**TASKS TO PERFORM**
1. In the DHT11 thread, rewrite the passage between "I haven’t tried" and "is performing well.", inclusive, putting "values" in place of "readings".
2. According to the DHT11 thread, what readings did one poster get for about a minute before the sensor's internal calibration completed?

**SUPPLIED TEXT**
* * * * * * * * *

Hello, I built my first arduino project (measuring the room temperature and humidity with the DHT11) during Christmas holidays. The readings of the values were shown on the screen of my laptop. The measured room temperature was correct, but the measured humidity was much too low (about 20%RH). What can be the reason for ithe low humidity? And how can the sensor (if needed) be recalibrated?

I haven’t tried connecting multiple sensors, but it should be fairly easy. You would just duplicate the code and use a separate pin to read the data for each sensor

I have this unit working connected as shown. I had readings of 999.9 for about 1 minute until internal calibration completed. Following that the sensor is performing well.

See the section “Output Humidity and Temperature Readings to an LCD Display” on a desktop… If you are viewing it on mobile, the full code might not display. Hope this helps

Can you guys help me in this. All I want is to design a circuit that could predict a rainfall or water and send a message to the user to his phone.Also keeping in mind about the humidity and temperature factors.

It sounds like you want to control the heater with the DHT11 and have the readings output to an LCD too… You can use the DHT11 to control the signal to a 5V relay, similar to what’s done in this article: https://www.circuitbasics.com/build-an-arduino-controlled-power-outlet/

Then you just need to add the code to initialize the LCD, include the LiquidCrystal library, and change the “serialprint()” functions to “lcd.print(). We have another article on setting up an LCD on the Arduino if you need help with it: https://www.circuitbasics.com/how-to-set-up-an-lcd-display-on-an-arduino/

i didnt have any trouble interfacing the arduino, lcd and the dht11 sensor and my codes were quite right since when i run it, nothing’s odd in the output. but when i connect the relay,in which an ac device is connected, as an output that turns on after a couple of minutes, the temperature and humidity dislayed on the lcd becomes odd, like chinese and numbers, after some time. i checked my codes but i cant figure out whats wrong with it.

* * * * * * * * *

**RECORD LIST**
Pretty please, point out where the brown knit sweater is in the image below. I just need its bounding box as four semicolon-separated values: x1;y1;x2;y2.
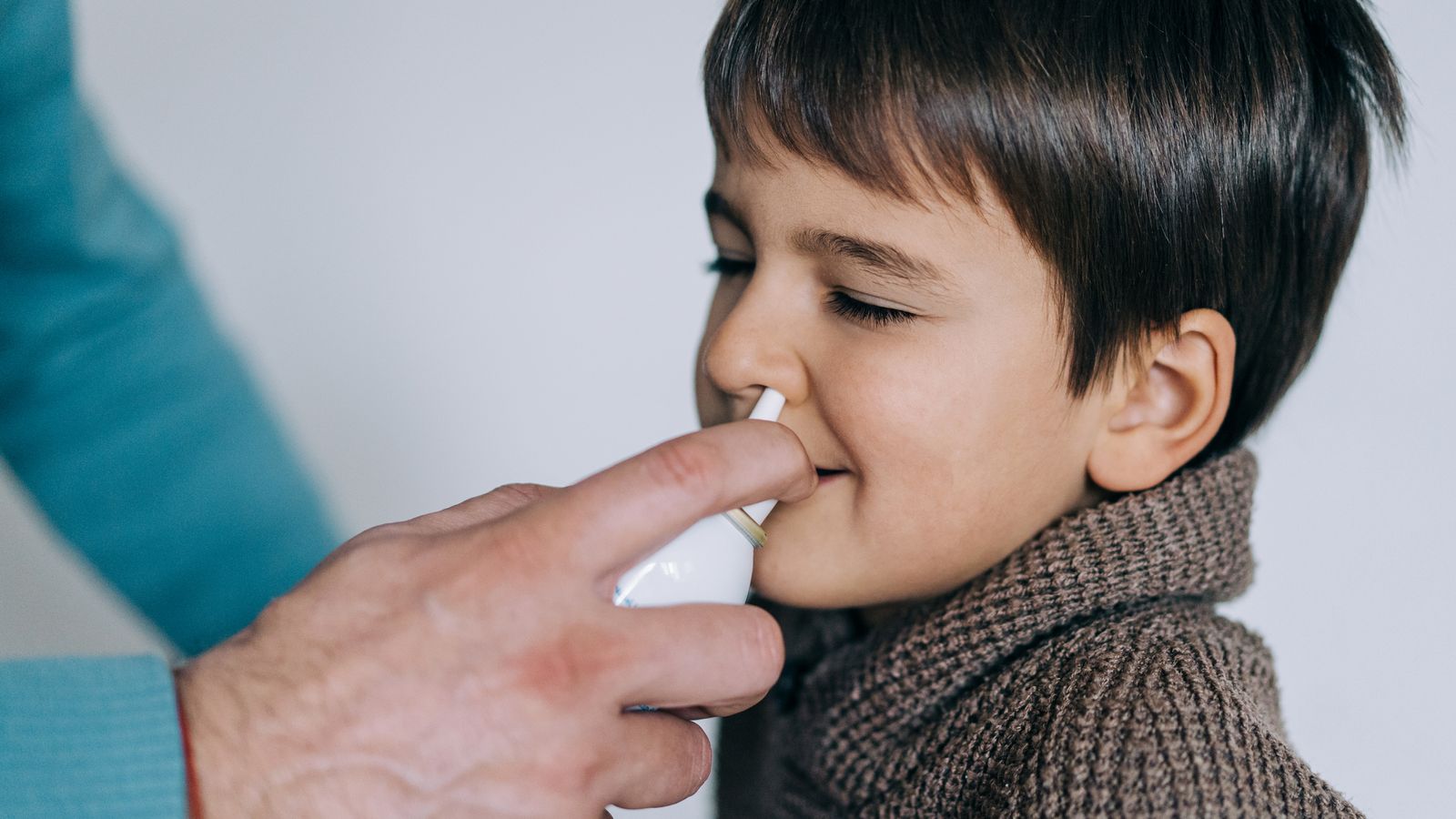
718;450;1360;819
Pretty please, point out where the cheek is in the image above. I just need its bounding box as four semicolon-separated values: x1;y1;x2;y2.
825;321;1080;552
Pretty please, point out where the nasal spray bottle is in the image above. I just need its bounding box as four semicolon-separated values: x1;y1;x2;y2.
612;389;784;608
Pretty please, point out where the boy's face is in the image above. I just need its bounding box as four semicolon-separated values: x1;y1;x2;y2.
697;142;1107;608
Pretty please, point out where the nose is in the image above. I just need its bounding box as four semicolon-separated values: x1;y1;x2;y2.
702;269;810;407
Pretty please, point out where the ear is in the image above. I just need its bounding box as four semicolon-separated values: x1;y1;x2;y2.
1087;310;1235;492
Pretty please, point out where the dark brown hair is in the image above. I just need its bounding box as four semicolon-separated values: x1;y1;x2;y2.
703;0;1405;451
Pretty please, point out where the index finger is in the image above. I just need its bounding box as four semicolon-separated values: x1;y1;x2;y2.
504;421;818;581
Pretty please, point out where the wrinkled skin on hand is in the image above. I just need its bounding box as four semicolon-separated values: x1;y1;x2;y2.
177;421;815;817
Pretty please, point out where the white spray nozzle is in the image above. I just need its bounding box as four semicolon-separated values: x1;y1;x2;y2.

* * * * * * * * *

**EXERCISE ANSWERS**
1.
I haven’t tried connecting multiple sensors, but it should be fairly easy. You would just duplicate the code and use a separate pin to read the data for each sensor

I have this unit working connected as shown. I had values of 999.9 for about 1 minute until internal calibration completed. Following that the sensor is performing well.

2. Readings of 999.9.